— Start —
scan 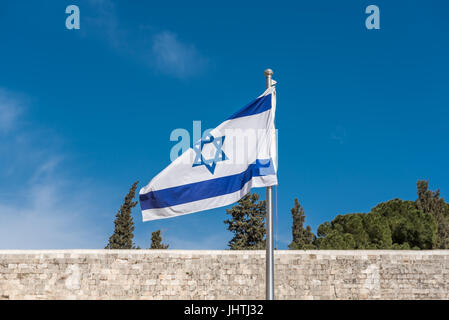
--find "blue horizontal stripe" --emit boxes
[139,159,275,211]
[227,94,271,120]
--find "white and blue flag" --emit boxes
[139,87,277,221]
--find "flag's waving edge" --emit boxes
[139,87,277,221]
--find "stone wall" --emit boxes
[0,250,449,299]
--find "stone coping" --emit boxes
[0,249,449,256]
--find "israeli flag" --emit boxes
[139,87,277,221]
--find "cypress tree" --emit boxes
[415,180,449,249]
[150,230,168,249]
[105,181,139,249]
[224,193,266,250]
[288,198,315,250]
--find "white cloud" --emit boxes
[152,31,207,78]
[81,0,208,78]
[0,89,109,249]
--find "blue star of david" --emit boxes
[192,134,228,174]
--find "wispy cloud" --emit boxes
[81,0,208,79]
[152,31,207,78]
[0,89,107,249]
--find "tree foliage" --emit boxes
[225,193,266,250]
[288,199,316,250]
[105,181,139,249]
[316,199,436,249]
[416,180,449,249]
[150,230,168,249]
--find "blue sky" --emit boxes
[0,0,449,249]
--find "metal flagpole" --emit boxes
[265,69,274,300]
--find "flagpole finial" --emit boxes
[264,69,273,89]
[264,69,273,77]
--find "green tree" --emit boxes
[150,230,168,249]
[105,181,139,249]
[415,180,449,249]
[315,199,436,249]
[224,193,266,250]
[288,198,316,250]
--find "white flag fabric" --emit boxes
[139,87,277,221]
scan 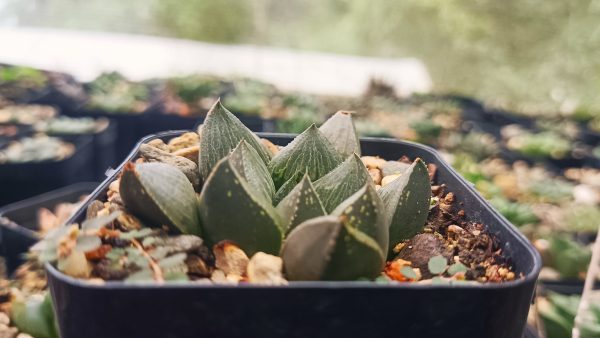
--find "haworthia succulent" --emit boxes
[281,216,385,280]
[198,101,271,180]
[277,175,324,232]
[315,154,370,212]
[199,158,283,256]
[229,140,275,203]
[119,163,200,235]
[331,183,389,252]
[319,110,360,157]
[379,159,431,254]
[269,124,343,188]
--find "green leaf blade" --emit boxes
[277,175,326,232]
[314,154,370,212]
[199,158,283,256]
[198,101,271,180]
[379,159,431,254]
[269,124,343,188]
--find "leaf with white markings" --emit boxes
— End —
— Start —
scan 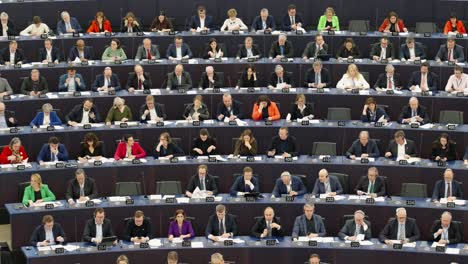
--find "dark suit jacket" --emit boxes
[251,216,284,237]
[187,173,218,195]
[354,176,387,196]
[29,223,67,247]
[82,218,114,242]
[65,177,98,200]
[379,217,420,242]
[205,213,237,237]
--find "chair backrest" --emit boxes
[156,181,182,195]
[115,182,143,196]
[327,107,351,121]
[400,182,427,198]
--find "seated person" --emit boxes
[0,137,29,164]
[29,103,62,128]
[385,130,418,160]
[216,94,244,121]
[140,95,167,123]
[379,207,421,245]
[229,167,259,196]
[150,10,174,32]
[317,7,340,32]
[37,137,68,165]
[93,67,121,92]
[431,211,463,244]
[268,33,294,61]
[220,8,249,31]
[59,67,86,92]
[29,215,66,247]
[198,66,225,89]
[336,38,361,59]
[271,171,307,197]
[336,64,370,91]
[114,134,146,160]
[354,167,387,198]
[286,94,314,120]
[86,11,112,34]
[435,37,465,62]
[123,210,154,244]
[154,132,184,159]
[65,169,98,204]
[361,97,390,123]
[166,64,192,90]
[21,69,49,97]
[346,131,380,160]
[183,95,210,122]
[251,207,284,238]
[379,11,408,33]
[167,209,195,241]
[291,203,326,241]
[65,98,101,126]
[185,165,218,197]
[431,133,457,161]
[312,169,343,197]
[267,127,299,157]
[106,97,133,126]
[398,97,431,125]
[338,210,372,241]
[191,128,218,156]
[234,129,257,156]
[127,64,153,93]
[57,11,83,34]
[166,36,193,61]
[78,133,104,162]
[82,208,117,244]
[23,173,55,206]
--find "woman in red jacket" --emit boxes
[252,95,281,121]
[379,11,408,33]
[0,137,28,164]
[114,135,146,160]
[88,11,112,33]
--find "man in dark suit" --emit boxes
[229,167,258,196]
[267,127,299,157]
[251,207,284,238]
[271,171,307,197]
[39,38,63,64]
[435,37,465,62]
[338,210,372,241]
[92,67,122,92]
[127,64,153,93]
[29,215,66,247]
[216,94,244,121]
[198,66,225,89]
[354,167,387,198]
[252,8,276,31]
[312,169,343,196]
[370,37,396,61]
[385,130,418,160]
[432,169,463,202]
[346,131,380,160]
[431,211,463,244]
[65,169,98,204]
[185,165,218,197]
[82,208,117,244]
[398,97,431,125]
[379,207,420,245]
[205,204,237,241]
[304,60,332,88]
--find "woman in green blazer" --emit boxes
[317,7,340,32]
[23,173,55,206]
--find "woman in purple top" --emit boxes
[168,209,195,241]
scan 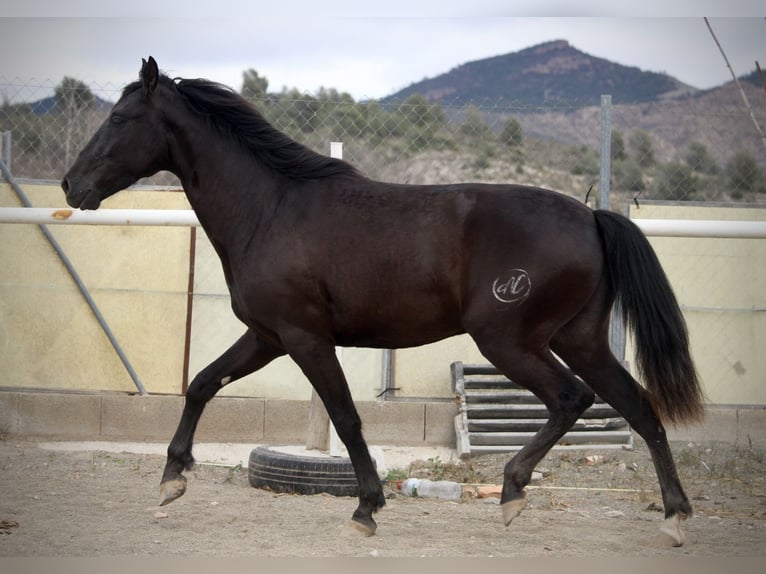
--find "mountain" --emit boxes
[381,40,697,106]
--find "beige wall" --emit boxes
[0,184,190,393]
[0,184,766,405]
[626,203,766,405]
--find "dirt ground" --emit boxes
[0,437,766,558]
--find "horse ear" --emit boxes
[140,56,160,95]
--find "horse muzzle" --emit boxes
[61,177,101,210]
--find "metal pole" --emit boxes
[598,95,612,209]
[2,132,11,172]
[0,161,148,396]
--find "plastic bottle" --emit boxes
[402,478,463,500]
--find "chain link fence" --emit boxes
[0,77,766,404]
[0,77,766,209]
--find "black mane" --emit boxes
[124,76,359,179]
— End —
— Start —
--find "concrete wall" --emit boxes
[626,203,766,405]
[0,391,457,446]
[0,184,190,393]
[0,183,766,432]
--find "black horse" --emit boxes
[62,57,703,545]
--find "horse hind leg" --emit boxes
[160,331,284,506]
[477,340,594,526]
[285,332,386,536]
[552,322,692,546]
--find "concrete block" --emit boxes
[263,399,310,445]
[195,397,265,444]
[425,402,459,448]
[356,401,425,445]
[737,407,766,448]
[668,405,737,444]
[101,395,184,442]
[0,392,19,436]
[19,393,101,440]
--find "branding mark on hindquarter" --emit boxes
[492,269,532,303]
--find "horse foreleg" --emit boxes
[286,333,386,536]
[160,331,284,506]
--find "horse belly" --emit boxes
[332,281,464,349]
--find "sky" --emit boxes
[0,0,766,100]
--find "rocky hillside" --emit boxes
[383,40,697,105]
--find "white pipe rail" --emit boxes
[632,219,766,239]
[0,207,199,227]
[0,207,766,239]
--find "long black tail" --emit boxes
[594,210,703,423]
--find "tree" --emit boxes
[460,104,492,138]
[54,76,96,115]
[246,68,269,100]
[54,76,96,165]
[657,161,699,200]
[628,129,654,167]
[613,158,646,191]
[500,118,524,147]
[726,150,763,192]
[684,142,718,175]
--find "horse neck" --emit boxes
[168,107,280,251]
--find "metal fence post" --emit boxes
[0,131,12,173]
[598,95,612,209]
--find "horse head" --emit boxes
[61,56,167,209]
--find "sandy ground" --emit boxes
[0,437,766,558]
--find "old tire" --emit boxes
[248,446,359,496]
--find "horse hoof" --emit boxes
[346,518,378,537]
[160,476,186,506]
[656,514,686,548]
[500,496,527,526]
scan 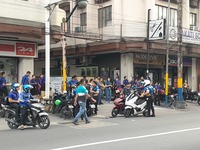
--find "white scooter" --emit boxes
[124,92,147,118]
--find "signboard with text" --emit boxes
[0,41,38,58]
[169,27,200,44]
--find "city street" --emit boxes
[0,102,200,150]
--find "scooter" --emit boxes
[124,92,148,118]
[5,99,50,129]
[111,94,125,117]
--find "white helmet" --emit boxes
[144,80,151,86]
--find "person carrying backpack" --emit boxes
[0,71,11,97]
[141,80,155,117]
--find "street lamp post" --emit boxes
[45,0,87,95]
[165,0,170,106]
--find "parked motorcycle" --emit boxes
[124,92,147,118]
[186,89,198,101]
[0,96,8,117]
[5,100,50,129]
— End —
▶ Problem description
List every line of the listing above that contains the string "street".

▶ Correct output
--find "city street" --emit boxes
--find "street lamp post" --emit boxes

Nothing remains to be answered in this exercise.